**About this exercise**
Using the entries below, transcribe exactly the line containing "eye in the photo above. Give pixel coordinates." and each line that follows it to the end.

[Records contained in a dataset]
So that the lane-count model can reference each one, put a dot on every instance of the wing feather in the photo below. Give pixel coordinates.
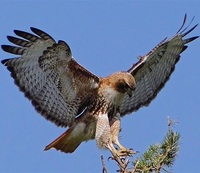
(153, 70)
(58, 87)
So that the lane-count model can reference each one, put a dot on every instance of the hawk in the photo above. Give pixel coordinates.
(67, 94)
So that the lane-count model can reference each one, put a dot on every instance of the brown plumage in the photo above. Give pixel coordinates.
(69, 95)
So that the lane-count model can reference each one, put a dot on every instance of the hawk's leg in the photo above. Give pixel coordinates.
(115, 129)
(103, 134)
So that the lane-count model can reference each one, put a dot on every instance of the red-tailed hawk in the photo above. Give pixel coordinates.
(70, 96)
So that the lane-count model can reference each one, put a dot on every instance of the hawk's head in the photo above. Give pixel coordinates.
(122, 82)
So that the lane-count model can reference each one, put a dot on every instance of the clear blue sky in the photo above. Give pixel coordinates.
(105, 37)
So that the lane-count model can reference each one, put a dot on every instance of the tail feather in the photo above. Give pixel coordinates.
(69, 140)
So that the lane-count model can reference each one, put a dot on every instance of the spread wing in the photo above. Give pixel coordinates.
(153, 70)
(46, 72)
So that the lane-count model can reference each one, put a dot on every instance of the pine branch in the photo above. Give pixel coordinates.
(157, 158)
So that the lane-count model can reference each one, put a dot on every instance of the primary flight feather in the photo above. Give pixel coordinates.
(70, 96)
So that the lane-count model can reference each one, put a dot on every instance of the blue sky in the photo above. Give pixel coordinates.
(105, 37)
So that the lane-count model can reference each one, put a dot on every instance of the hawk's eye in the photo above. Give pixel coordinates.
(122, 86)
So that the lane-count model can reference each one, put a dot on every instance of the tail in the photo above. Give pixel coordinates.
(69, 140)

**Solution**
So that the lane-count model can reference each one, put a dot on every instance of the hawk's eye in the photo above. Give pixel coordinates.
(122, 86)
So that the lane-count model can reference each one, put a dot on every instance of the tail in the photo above. Give pixel coordinates.
(69, 140)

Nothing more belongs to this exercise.